• **Exercise details**: Repeat each of the rows below word for word, with no changes.

• **Data provided**:
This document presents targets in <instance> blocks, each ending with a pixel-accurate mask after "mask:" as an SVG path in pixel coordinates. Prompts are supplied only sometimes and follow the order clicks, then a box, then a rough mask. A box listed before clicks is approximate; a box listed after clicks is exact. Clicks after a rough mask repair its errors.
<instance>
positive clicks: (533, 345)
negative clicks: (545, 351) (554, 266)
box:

• **Answer below**:
This document presents targets in <instance> blocks, each ending with a pixel-accurate mask after "mask:" as an SVG path in pixel coordinates. Prompts are supplied only sometimes and follow the order clicks, then a box, then a rough mask. A box listed before clicks is approximate; a box listed after clicks is exact. Clicks after a rough mask repair its errors.
<instance>
positive clicks: (533, 345)
negative clicks: (545, 351) (554, 266)
box:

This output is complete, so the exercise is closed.